++++ AVAILABLE DATA
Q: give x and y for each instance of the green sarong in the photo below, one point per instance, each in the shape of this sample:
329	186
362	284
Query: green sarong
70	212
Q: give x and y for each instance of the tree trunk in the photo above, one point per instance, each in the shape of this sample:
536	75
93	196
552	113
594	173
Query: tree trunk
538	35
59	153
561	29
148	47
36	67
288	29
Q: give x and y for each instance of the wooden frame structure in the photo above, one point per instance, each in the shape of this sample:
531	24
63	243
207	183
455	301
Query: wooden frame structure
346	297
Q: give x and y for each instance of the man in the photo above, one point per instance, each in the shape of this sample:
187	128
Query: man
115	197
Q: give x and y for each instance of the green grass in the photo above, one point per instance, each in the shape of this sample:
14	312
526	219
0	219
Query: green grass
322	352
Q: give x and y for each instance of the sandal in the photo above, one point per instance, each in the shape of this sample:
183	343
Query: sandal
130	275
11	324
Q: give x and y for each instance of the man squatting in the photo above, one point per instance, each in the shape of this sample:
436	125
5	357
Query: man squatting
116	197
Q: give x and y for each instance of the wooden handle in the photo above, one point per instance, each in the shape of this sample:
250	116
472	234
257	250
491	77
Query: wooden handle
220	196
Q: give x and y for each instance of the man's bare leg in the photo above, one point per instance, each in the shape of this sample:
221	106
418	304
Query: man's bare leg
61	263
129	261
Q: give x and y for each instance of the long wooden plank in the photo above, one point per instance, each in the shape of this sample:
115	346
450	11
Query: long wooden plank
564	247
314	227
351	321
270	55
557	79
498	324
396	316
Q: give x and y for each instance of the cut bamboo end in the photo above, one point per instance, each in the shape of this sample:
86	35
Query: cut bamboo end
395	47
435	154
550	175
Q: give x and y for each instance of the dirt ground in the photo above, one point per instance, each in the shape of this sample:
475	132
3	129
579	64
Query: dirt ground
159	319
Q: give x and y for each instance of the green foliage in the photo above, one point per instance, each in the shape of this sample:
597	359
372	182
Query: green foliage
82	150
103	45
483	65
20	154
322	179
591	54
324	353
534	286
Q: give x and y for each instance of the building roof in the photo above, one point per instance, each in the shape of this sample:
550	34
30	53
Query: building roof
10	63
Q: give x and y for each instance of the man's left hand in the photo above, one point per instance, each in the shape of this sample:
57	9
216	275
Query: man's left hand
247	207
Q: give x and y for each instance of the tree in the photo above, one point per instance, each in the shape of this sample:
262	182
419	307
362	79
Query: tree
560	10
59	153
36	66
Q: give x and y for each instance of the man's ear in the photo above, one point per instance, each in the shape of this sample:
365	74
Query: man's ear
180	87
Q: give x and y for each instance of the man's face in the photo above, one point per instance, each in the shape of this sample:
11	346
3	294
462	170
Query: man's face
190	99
++++++++
### WORK TO COMPLETE
Could you print all of the items above again, word for word and line for line, without changing anything?

### SOLVED PROBLEM
Q: give x and y for each instance of the green sarong in the photo below, one point per instance, each in the shape of this sample:
329	186
362	284
Query: green sarong
70	212
Q: give x and y for each instance of the tree trunk in the photo above, one point per instance, each in the shape of this sample:
536	75
93	196
552	113
594	173
Query: tree trunk
538	35
59	153
561	29
148	47
36	67
288	29
Q: give x and y for each instance of the wooden frame structure in the photo above, one point per instance, each in the shape of this sample:
531	24
63	243
207	183
455	301
Query: wooden frame structure
346	297
Q: give x and y for each instance of the man in the photo above, one point per instance, each in the shape of this sample:
187	128
Query: man
115	197
Q: give x and y for each instance of the green grass in the photo above, one point per instance, each in the shape of this sample:
14	312
526	219
0	219
Query: green grass
322	352
Q: give x and y for each instance of the sandal in the photo above, one point per instance, each in the shape of this sample:
183	343
Query: sandal
130	275
11	324
Q: give x and y for each instance of the man squatting in the photo above, one point per instance, each in the shape of this sample:
436	125
5	357
Query: man squatting
116	197
Q: give x and y for each instance of the wooden handle in the photo above, one point per instance, each in the shape of this sample:
250	116
472	234
257	250
491	77
Query: wooden handle
220	196
Q: give x and y for each instance of the man's bare leg in the photo above, one point per instance, each in the shape of this sample:
221	106
418	304
Query: man's bare leg
61	263
129	261
Q: give x and y for each instance of the long wooden plank in the photo above, one point per instance, each in the shape of this sample:
115	346
450	11
Query: long wooden plank
564	247
314	227
351	321
270	55
557	79
498	324
396	316
Q: give x and y for each instance of the cut bamboo end in the photo above, one point per instance, each in the shape of this sample:
86	35
Query: cut bamboo end
395	47
435	154
550	175
Q: give x and y for each instance of the dirt ground in the photo above, one point per instance, each in the shape of this sample:
475	132
3	129
579	64
Query: dirt ground
159	319
Q: give x and y for each instance of the green foliage in the photo above, one point per instance, each in the shape of this sample:
597	359
372	182
Query: green foliage
82	150
103	45
483	65
20	154
322	179
591	54
324	353
534	286
Q: give x and y for each instance of the building roof in the photo above, one point per instance, each in the shape of this sample:
550	34
30	53
Query: building roof
10	63
Q: give x and y for each instance of the man's left hand in the photo above, one point per instance, each in the shape of this sample:
57	9
216	275
Query: man's left hand
247	207
Q: give x and y for each instance of the tree in the photo above, one point per instance, each in the shape of this sample:
262	182
419	307
362	79
Query: tree
560	10
59	153
36	66
Q: give x and y for each instance of the man's ear in the photo above, one point per instance, each in the shape of this sample:
365	74
Query: man's ear
180	87
Q: give x and y for each instance of the man's face in the photo above, one point per instance, each in the shape of this sample:
11	346
3	294
462	170
Query: man's face
190	99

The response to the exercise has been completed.